WRITTEN REQUEST: Print every entry exactly as written.

EXTRACTED ENTRIES:

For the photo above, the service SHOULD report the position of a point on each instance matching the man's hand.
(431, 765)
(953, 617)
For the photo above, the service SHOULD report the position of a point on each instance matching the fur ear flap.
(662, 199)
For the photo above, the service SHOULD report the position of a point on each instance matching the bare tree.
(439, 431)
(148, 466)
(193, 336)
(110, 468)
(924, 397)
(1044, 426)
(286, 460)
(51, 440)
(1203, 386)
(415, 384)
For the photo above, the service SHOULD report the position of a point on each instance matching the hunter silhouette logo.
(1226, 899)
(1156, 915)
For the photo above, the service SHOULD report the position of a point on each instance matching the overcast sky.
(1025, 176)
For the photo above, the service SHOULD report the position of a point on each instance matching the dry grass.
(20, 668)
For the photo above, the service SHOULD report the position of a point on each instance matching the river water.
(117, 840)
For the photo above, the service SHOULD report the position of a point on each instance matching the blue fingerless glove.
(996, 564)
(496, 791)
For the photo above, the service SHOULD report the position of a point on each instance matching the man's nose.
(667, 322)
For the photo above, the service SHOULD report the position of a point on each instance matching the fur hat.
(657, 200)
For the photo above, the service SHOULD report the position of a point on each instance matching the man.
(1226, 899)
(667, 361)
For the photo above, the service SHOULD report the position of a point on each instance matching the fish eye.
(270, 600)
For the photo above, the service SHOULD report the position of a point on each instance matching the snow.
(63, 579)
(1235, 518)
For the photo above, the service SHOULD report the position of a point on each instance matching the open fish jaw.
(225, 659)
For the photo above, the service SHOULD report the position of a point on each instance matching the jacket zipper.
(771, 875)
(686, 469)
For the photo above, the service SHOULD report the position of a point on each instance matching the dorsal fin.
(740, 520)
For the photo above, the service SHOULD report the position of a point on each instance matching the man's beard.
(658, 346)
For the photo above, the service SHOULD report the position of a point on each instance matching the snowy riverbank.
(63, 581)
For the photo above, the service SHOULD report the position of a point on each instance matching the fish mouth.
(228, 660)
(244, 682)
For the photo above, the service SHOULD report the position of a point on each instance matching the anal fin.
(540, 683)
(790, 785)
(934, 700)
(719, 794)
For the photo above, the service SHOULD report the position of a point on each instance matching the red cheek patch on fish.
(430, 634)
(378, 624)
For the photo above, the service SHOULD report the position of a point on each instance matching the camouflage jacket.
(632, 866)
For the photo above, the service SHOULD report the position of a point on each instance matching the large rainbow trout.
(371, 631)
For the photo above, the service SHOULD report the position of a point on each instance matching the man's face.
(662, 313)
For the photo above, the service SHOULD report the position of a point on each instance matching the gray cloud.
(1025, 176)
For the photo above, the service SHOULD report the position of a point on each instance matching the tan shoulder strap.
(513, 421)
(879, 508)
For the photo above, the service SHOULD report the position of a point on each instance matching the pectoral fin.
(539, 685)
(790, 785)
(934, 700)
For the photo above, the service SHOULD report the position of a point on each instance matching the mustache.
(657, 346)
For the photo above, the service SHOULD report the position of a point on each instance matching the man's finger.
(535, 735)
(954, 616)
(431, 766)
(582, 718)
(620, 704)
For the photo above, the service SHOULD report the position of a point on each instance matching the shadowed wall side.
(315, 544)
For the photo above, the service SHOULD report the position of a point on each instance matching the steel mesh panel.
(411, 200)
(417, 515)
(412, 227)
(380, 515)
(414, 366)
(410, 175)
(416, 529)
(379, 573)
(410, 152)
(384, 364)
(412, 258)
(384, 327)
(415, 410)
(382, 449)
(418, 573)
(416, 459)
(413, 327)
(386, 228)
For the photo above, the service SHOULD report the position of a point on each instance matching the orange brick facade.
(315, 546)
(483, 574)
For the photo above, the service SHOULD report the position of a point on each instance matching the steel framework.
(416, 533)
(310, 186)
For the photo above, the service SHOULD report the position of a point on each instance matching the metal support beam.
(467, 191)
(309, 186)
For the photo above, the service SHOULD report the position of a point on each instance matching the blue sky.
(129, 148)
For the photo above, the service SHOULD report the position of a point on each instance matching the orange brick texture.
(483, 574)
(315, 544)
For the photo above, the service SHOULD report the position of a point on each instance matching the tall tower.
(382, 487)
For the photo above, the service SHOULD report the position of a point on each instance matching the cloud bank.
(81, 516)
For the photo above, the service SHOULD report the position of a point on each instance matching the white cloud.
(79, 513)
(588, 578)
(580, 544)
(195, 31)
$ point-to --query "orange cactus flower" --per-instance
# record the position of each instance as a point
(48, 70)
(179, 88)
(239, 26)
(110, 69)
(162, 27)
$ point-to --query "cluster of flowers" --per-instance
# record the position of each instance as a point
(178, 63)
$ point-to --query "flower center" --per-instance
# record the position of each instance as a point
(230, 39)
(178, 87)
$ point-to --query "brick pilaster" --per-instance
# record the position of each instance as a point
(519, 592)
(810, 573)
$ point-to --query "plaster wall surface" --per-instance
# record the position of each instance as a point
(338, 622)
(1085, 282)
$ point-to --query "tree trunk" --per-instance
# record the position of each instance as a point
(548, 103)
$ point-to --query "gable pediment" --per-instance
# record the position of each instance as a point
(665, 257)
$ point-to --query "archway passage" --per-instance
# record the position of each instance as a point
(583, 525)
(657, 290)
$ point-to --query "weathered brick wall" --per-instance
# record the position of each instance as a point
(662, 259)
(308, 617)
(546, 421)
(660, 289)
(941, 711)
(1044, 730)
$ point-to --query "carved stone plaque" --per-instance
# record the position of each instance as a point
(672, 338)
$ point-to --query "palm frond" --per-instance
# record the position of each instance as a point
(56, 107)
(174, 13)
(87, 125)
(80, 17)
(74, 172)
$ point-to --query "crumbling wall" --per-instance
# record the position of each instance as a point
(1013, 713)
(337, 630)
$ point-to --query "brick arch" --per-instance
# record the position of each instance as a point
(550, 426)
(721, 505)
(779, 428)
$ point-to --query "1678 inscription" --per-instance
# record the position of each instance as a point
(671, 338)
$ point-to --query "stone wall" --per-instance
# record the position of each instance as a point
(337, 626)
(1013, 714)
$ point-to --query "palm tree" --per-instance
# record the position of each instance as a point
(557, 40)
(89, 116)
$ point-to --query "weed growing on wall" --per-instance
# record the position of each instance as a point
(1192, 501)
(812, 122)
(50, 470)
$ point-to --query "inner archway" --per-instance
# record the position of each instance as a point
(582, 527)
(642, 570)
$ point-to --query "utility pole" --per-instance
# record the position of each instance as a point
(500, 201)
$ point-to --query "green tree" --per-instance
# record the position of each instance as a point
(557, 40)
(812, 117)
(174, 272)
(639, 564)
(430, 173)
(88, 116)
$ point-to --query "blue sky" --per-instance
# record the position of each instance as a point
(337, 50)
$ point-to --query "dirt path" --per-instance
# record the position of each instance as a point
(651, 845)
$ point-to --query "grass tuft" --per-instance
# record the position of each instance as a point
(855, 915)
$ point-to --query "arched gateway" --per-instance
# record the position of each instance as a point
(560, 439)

ANSWER FOR THE TASK:
For the photo above, the service SHOULD report the position of a point on each instance matching the man's hand.
(431, 765)
(953, 617)
For the photo above, the service SHOULD report the position of a point on each instance matching the fur ear flap.
(662, 199)
For the photo above, the service SHOULD report the position of a point on each instance matching the bare tree.
(439, 431)
(148, 466)
(193, 336)
(110, 468)
(924, 397)
(1044, 426)
(286, 460)
(51, 440)
(1203, 386)
(415, 384)
For the photo above, the service SHOULD report the position of a point on each instance matching the hunter silhouette logo.
(1226, 899)
(1156, 915)
For the photo above, the service SHOULD report the position of a point on each instance matching the overcast sky.
(1025, 176)
For the photo above, the service SHOULD report the position of a point on each instance matching the dry grass.
(20, 668)
For the photo above, the service SHOULD report the position of a point on each instance matching the river water.
(117, 840)
For the photo above, the service SHOULD report the position of a point on each instance matching the blue fingerless glove.
(996, 564)
(496, 791)
For the photo above, the service SHOULD report the position of a point on each instance matching the man's nose.
(667, 322)
For the photo above, the service SHOULD report the position of a point on each instance matching the fur hat.
(657, 200)
For the photo above, the service SHOULD report the position of a point on each instance matching the man.
(1226, 899)
(667, 361)
For the photo above, the service SHOULD report the position of a point on each instance matching the fish eye.
(270, 600)
For the photo above, the service SHOULD report the position of a point on each instance matching the snow.
(63, 579)
(1235, 518)
For the photo above, the service SHOULD report the position of a point on each instance matching the open fish jaw.
(225, 659)
For the photo above, the service SHOULD report the position of a point on each instance matching the jacket zipper.
(771, 875)
(686, 469)
For the photo above, the service SHOULD report the position of a point on each instance matching the dorsal fin.
(740, 520)
For the photo above, the service SHOULD report the position of a point on each instance matching the man's beard.
(658, 346)
For the photo above, the service SHOULD report the position of a point on each instance matching the snowy riverbank.
(63, 581)
For the photo above, the service SHOULD report the position of a point on each instance matching the fish mouth.
(228, 660)
(244, 682)
For the photo above, the service SHOULD report the position of a point on each instance matching the anal fin.
(540, 683)
(790, 785)
(934, 700)
(719, 794)
For the photo above, the service SHOULD report the position of a point on each instance matching the red cheek patch on fish.
(430, 634)
(378, 624)
For the photo above, the service SHOULD report the position of a point on each instance matching the camouflage jacket.
(632, 866)
For the photo above, the service SHOULD report the position of a point on each instance matching the large rainbow trout.
(371, 631)
For the photo above, the service SHOULD report the position of a point on each instance matching the man's face.
(662, 313)
For the photo above, the service SHOULD report the position of a point on each instance matching the gray cloud.
(1025, 176)
For the photo above, the service SHOULD report the position of a point on each instance matching the tan shoulder strap.
(513, 421)
(879, 508)
For the photo above, the service SHOULD report the position of a point on each instance matching the pectoral fin.
(539, 685)
(790, 785)
(934, 700)
For the photo above, the service SHOULD report the position of a point on each instance matching the mustache.
(657, 346)
For the photo above, the service SHOULD report the position of a point on each instance matching the man's finger.
(535, 735)
(954, 616)
(431, 766)
(582, 718)
(620, 704)
For the photo above, the service SHOULD report the position of a point on each instance matching the shadowed wall side.
(315, 544)
For the photo above, the service SHOULD report the position of a point on each instance matching the steel mesh panel.
(411, 200)
(417, 515)
(412, 227)
(380, 515)
(414, 366)
(410, 175)
(416, 529)
(379, 573)
(410, 152)
(384, 364)
(412, 258)
(384, 327)
(415, 410)
(382, 449)
(418, 573)
(416, 459)
(413, 327)
(386, 228)
For the photo above, the service SHOULD report the position of a point on each instance matching the orange brick facade.
(315, 546)
(483, 574)
For the photo above, the service SHOULD report the position of a point on each instance matching the steel framework.
(416, 533)
(310, 186)
For the photo above, the service SHOULD report the position of a point on each instance matching the metal support beam.
(467, 191)
(309, 186)
For the photo above, the service SHOULD report the position of a point on each instance matching the blue sky.
(129, 148)
For the photo above, the service SHOULD report the position of a point on each instance matching the orange brick texture.
(483, 574)
(315, 544)
For the photo above, the service SHOULD report the position of a point on each instance matching the tall tower.
(382, 487)
For the photo above, the service SHOULD report the position of a point on each instance matching the cloud bank.
(81, 516)
For the photo above, the service SHOULD report the position of a point on each instance matching the white cloud.
(79, 513)
(588, 578)
(580, 544)
(195, 31)
$ point-to --query "orange cactus flower" --per-instance
# record the position of each instance as a point
(48, 70)
(179, 88)
(239, 26)
(110, 69)
(162, 27)
$ point-to --query "cluster of flowers" --per-instance
# record the position of each instance as a point
(178, 63)
$ point-to --query "flower center" --per-instance
# record the position of each instance as a point
(230, 39)
(178, 87)
$ point-to --query "brick pilaster" --per-instance
# record the position of each instance as a point
(519, 592)
(810, 573)
$ point-to --query "plaster wall surface" --per-instance
# record the position of each instance as a point
(338, 622)
(1085, 282)
$ point-to --query "tree trunk" --per-instance
# record the position of each instance as a point
(548, 103)
$ point-to --query "gable pediment" --per-instance
# record the position of each instance as a point
(665, 257)
$ point-to --query "archway passage" --per-instance
# record the position of each instance as a point
(583, 525)
(657, 290)
$ point-to --query "weathered brick wall" --per-instance
# record the position of each instance as a point
(662, 259)
(308, 617)
(546, 421)
(660, 289)
(941, 711)
(1044, 730)
$ point-to --query "carved stone plaque" --per-instance
# record the position of each instance as a point
(672, 338)
$ point-to --query "palm frond" --per-instance
# record the position of each instance as a point
(56, 107)
(174, 13)
(87, 125)
(80, 17)
(74, 172)
$ point-to --query "crumbling wall" --per-instance
# record the position of each instance as a point
(1013, 713)
(337, 630)
$ point-to --query "brick arch" --per-instance
# record the position of each instance as a point
(550, 426)
(721, 505)
(779, 428)
$ point-to --query "1678 inscription" --per-instance
# record the position of each instance as a point
(671, 338)
$ point-to --query "stone wall" --per-instance
# record the position of each instance as a point
(337, 626)
(1013, 714)
$ point-to --query "palm tree" --per-instance
# record the position of each instance as a point
(557, 40)
(89, 116)
$ point-to --query "weed growing on wall" --per-instance
# record the position of each instance as a point
(1192, 501)
(812, 122)
(50, 470)
$ point-to --query "inner archway" --per-instance
# record the position of each instance as a point
(582, 527)
(642, 570)
$ point-to --query "utility pole" --per-instance
# record the position of each instance as a point
(500, 201)
$ point-to --query "green tree" --per-instance
# record the position of each instance as a point
(557, 40)
(812, 117)
(174, 272)
(639, 564)
(430, 173)
(88, 116)
$ point-to --query "blue sky" --per-instance
# record the position of each instance as a point
(337, 50)
$ point-to --query "dirt path" --per-instance
# record the position of each instance as a point
(651, 845)
$ point-to --query "grass tuft" --per-instance
# record the position of each instance as a point
(855, 915)
$ point-to --query "arched gateway" --per-instance
# record the position of each instance as a point
(560, 439)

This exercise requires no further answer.